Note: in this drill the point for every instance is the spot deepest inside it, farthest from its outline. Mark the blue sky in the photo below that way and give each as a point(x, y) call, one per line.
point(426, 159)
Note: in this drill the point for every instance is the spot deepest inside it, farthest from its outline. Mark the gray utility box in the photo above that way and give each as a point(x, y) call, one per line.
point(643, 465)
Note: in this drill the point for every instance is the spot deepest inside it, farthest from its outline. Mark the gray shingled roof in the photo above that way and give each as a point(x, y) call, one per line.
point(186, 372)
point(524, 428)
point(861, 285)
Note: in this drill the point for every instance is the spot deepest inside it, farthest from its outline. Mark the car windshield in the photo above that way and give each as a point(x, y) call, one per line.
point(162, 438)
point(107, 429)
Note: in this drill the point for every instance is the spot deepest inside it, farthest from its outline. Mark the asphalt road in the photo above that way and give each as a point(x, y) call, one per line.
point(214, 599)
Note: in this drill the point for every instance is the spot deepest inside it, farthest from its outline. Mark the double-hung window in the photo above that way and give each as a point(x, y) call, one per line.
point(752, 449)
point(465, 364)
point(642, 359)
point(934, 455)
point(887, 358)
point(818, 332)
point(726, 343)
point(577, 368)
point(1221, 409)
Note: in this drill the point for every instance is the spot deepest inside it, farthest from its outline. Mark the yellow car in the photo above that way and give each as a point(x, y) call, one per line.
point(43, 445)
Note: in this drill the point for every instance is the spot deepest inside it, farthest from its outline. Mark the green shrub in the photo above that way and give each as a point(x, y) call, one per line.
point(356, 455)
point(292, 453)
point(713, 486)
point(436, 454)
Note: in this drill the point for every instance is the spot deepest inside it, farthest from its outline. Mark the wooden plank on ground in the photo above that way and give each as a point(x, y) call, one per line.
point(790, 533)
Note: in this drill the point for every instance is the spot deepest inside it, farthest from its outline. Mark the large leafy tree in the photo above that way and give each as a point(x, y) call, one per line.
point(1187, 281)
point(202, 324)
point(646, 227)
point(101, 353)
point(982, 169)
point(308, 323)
-*-*-
TASK GOAL:
Can you render every line of the listing above as a JSON array of strings, one string per line, with blank lines omitted?

EXERCISE RESULT:
[
  "Note: in this drill the point for every instance is the spot deepest inside it, farthest from its outline. Mark the blue sky in the photo below that way and give each as a point(x, y) call, one per line.",
  "point(426, 159)",
  "Note: in this drill the point for every instance is the spot deepest inside it, farthest from its outline. Mark the gray utility box in the photo above that way and give each as a point(x, y) call, one per line.",
  "point(643, 465)",
  "Note: in this drill the point for every instance is the spot deepest inside it, farthest from its outline. Mark the gray shingled roof in the photo above that way and give each as a point(x, y) call, one per line.",
  "point(186, 372)",
  "point(524, 428)",
  "point(861, 285)",
  "Note: in this drill the point for every instance is the spot deepest inside it, farthest from its outline. Mark the car windshield in the photo above that way and give each as a point(x, y) call, one per line.",
  "point(162, 438)",
  "point(107, 429)",
  "Note: in this drill the point for every instance is the spot deepest inside it, farthest from its outline. Mark the asphalt road in the photo above that way and give each as a point(x, y) call, one per line.",
  "point(214, 599)",
  "Note: in this drill the point for every instance is the spot deepest inside it, farthest from its outline. Mark the double-hung window in the photo above that way and give each as a point(x, y) call, one per line.",
  "point(752, 449)",
  "point(465, 364)",
  "point(642, 359)",
  "point(934, 455)",
  "point(887, 358)",
  "point(818, 332)",
  "point(726, 343)",
  "point(577, 368)",
  "point(1221, 409)",
  "Note: in this drill the point for every instance is the spot deepest inside it, farthest from its outline. Mark the yellow car in the photo above that way and give each as a point(x, y) call, one per line.",
  "point(43, 445)",
  "Note: in this drill the point for every instance is the spot deepest inside it, farthest from its outline. Mark the green shrub in the photo above that way and give each as a point(x, y) call, one per line.",
  "point(356, 455)",
  "point(292, 453)",
  "point(713, 486)",
  "point(436, 454)",
  "Note: in this drill the point for every instance is the spot deepest inside it, farthest from its outline. Mark the wooden plank on ground in the photo above that way and give each as a point(x, y) call, one per line.",
  "point(790, 533)",
  "Note: in this drill the point for every instance is the spot deepest inside it, farthest from its outline. Mark the large leafy tree in the photo above that way and give each as a point(x, y) call, one per line.",
  "point(1187, 281)",
  "point(202, 324)",
  "point(646, 227)",
  "point(101, 353)",
  "point(982, 169)",
  "point(308, 323)"
]